Deutschland und Frankreich unterhalten seit Ende des 19. Jahrhunderts umfangreiche Netzwerke außeruniversitärer geisteswissenschaftlicher Forschungszentren im Ausland. Angesichts veränderter Mobilitäts- und Kommunikationsstrukturen sowie sich grundlegend wandelnder wissenschaftspolitischer Rahmenbedingungen sind sie permanent gefragt, über ihre Ziele und Aufgaben zu reflektieren. Als Einrichtungen im Ausland sind sie dabei gehalten, sowohl auf die Veränderungen im nationalen Wissenschaftssystem, wie auch diejenigen des Gastlandes zu reagieren. Weiter steht ihre Arbeit im Kontext der Kooperation von universitärer und außeruniversitärer Forschung. Im Rahmen seiner Reihe „Tage der Geisteswissenschaften“ ging das Deutsche Historische Institut (DHI) Paris dieser Frage unter dem Titel „(Selbst-)Ansprüche und Erwartungen an außeruniversitäre geisteswissenschaftliche Forschungseinrichtungen im Ausland – Französische und deutsche Perspektiven“ nach und bot eine Plattform der Reflexion und der Diskussion. Welche öffentlich-politischen und welche wissenschaftlichen Erwartungen werden an die Institute gestellt und wie positionieren sich diese selbst demgegenüber? Wie stehen bilaterale Forschungskooperationen im Prozess zunehmender Transnationalisierung und Globalisierung und wie können die Institute auf die neuen Tendenzen reagieren? Und welche Rolle nimmt der Forschungsaufenthalt im Rahmen einer wissenschaftlichen Karriere ein?
::::
» Zu bearbeitende Aufgaben
**a)** Fassen Sie den Absatz ab „Deutschland und Frankreich unterhalten“ im Textauszug über außeruniversitäre Forschungsinstitute im Ausland als Stichpunktliste zusammen und behalten Sie dabei alle wesentlichen Fakten bei.
**b)** Setzen Sie den Textauszug über außeruniversitäre Forschungsinstitute im Ausland nach seinem letzten Satz fort.

» Erfasste Informationen
::::
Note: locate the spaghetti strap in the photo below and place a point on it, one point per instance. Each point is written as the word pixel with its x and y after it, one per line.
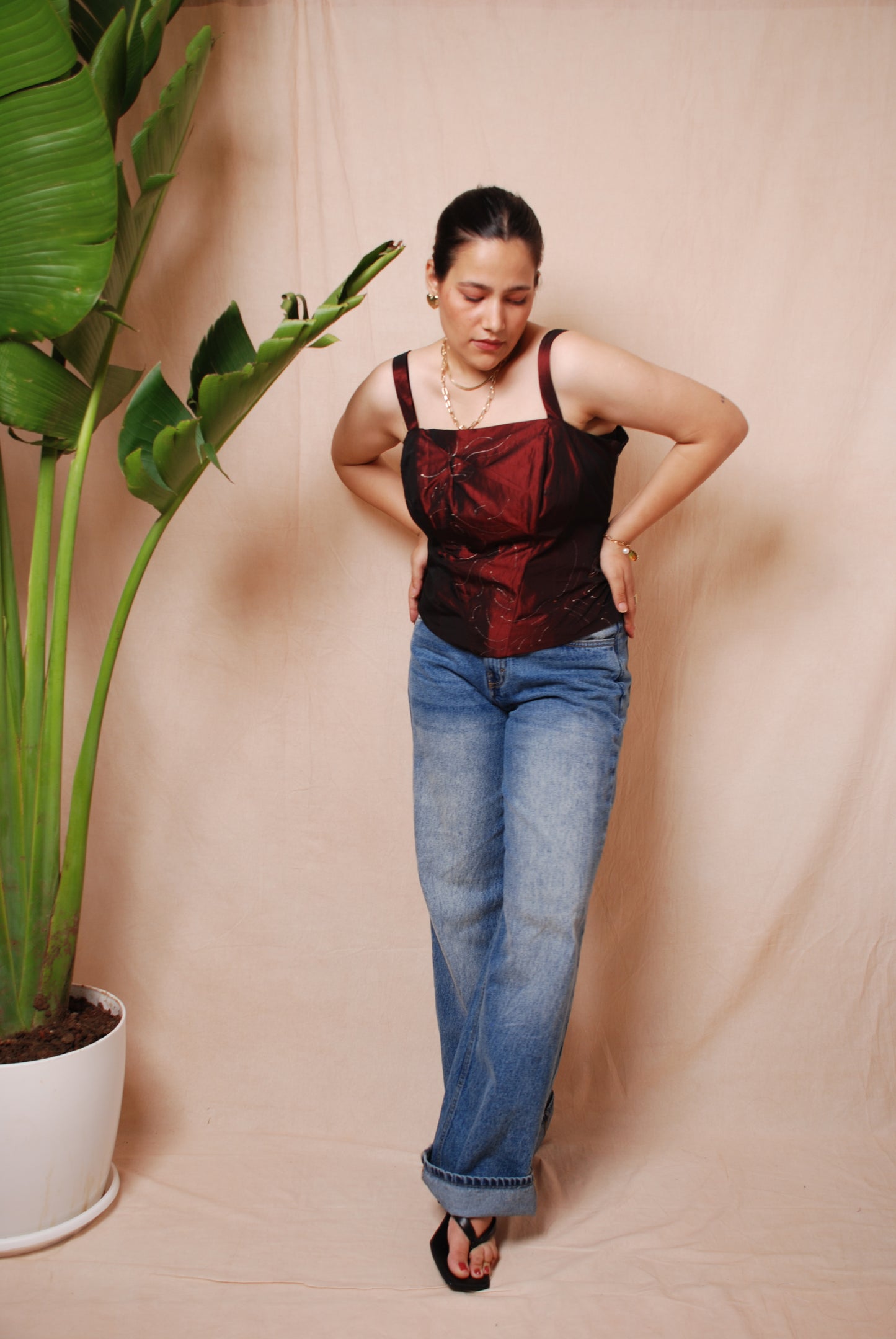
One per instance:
::::
» Schriftliche Antworten
**a)**
- Deutschland und Frankreich unterhalten seit Ende des 19. Jahrhunderts umfangreiche Netzwerke außeruniversitärer geisteswissenschaftlicher Forschungszentren im Ausland.
- Veränderte Mobilitäts- und Kommunikationsstrukturen sowie grundlegend wandelnde wissenschaftspolitische Rahmenbedingungen zwingen sie zur ständigen Reflexion über Ziele und Aufgaben.
- Sie müssen auf Veränderungen sowohl im nationalen Wissenschaftssystem als auch im Gastland reagieren.
- Ihre Arbeit steht im Kontext der Kooperation von universitärer und außeruniversitärer Forschung.
- Das DHI Paris griff diese Frage in seiner Reihe „Tage der Geisteswissenschaften“ unter dem Titel „(Selbst-)Ansprüche und Erwartungen an außeruniversitäre geisteswissenschaftliche Forschungseinrichtungen im Ausland – Französische und deutsche Perspektiven“ auf und bot eine Plattform für Reflexion und Diskussion.
- Leitfragen:
  - Welche öffentlich-politischen und wissenschaftlichen Erwartungen bestehen an die Institute, und wie positionieren sie sich dazu?
  - Wo stehen bilaterale Forschungskooperationen angesichts zunehmender Transnationalisierung und Globalisierung, und wie können die Institute darauf reagieren?
  - Welche Rolle spielt der Forschungsaufenthalt in einer wissenschaftlichen Karriere?

**b)**
Die erste Sektion „Institutionelle Rahmenbedingungen der Arbeit geisteswissenschaftlicher Forschungszentren im Ausland“ gab zunächst den Geldgebern das Wort. HÉLÈNE DUCHÊNE (Paris) erläuterte aus Sicht des französischen Außenministeriums die Rolle des Réseau des Instituts français de recherche à l`étranger (IFRE), das ihrem Ministerium sowie dem Centre national de la recherche scientifique (CNRS) untersteht. Es umfasst 27 außeruniversitäre geisteswissenschaftliche Forschungsinstitute weltweit und stellt mit den fünf vom französischen Forschungsministerium finanzierten Écoles françaises à l’étranger das Netz der französischen außeruniversitären Forschung im Ausland dar. Die Institute verfolgen eine doppelte Stoßrichtung. Zum einen sollen sie im Ausland Präsenz zeigen und einen Zugang zum besseren Verständnis des Gastlandes ermöglichen. Von zunehmender Bedeutung sei zum anderen die wissenschaftliche Leistungsfähigkeit der Institute, die im Rahmen regelmäßiger Evaluation durch die gleichen Instanzen, die auch die innerfranzösische Forschung beleuchten, bewertet wird.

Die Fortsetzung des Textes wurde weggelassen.